• _EXERCISE INPUT_:
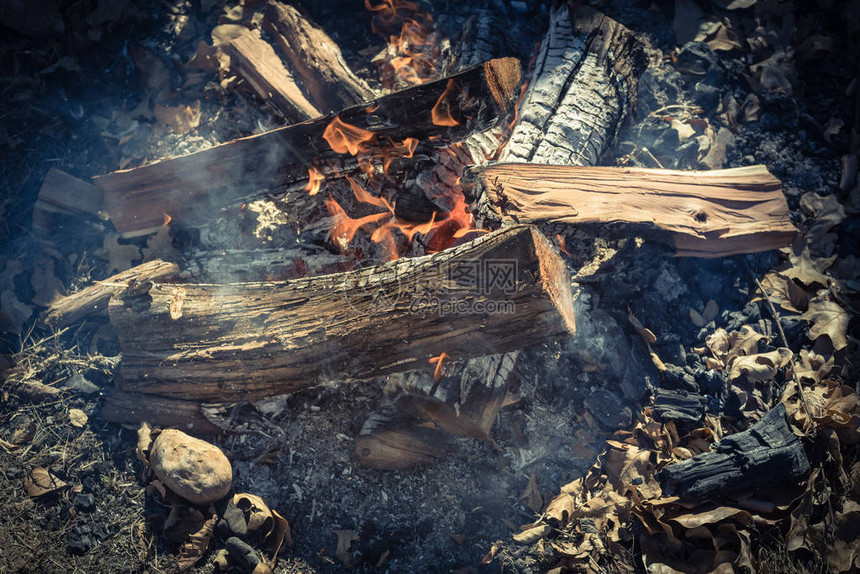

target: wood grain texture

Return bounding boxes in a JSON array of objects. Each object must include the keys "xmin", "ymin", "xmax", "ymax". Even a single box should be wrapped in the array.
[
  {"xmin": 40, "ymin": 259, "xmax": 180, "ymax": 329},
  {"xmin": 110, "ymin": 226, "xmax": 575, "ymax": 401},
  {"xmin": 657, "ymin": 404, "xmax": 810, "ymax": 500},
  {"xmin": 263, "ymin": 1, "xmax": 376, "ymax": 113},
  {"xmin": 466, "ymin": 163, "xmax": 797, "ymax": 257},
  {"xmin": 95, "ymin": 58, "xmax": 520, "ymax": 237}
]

* * *

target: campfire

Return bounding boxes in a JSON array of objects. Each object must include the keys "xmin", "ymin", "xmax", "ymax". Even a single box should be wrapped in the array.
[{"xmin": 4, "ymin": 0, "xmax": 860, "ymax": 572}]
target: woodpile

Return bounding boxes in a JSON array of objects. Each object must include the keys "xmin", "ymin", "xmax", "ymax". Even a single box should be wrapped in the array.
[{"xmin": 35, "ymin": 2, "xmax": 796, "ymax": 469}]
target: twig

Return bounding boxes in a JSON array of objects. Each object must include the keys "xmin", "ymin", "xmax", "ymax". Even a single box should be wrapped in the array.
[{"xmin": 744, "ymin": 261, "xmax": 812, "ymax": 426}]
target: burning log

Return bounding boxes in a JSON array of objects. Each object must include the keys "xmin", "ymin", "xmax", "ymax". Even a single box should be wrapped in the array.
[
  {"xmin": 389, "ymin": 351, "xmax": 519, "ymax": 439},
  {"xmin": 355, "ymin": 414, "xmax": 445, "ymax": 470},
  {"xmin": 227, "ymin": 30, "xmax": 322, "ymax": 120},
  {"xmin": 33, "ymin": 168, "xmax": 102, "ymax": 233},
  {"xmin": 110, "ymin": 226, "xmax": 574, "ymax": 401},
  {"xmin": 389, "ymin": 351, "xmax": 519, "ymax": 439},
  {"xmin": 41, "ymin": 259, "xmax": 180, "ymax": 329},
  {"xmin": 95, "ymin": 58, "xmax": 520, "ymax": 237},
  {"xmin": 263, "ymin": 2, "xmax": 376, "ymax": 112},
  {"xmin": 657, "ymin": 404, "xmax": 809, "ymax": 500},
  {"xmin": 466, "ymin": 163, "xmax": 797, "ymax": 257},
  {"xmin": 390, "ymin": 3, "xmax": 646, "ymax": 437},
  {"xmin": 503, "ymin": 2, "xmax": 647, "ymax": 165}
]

---

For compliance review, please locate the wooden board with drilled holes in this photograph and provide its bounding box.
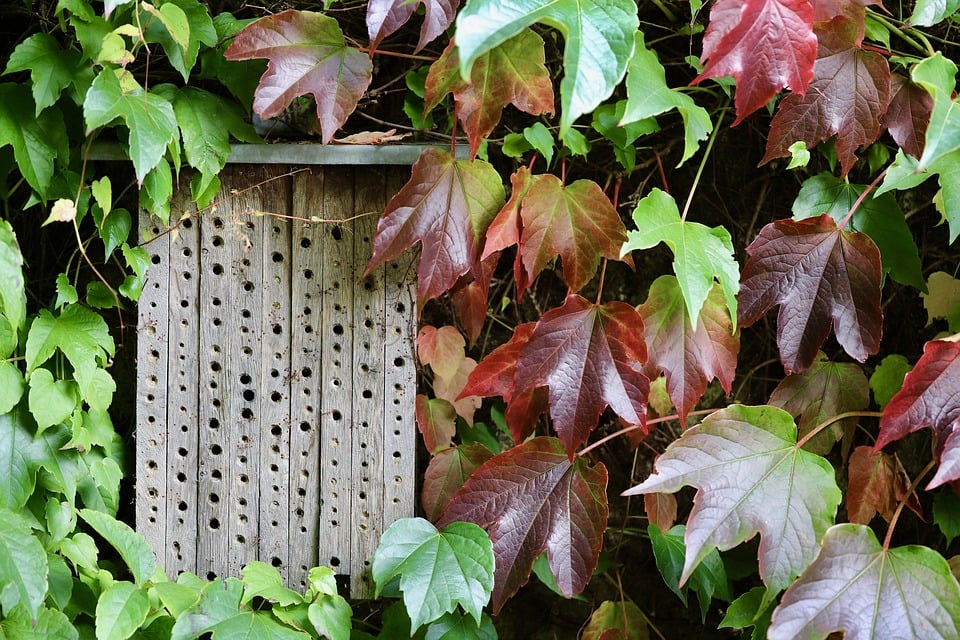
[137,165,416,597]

• _TASK DIRECTIONS_: Convert the lines from the one containing "For compliance review, please" up to and including the one containing "[137,165,416,597]" into a JSON list of strings, one string per line, omitting blank lines. Leave the pictures out of the answer.

• _THE RESPONSE_:
[
  "For compliance review, please locate the wooden board with drilled holes in this photograph and provide its bounding box.",
  "[137,165,416,597]"
]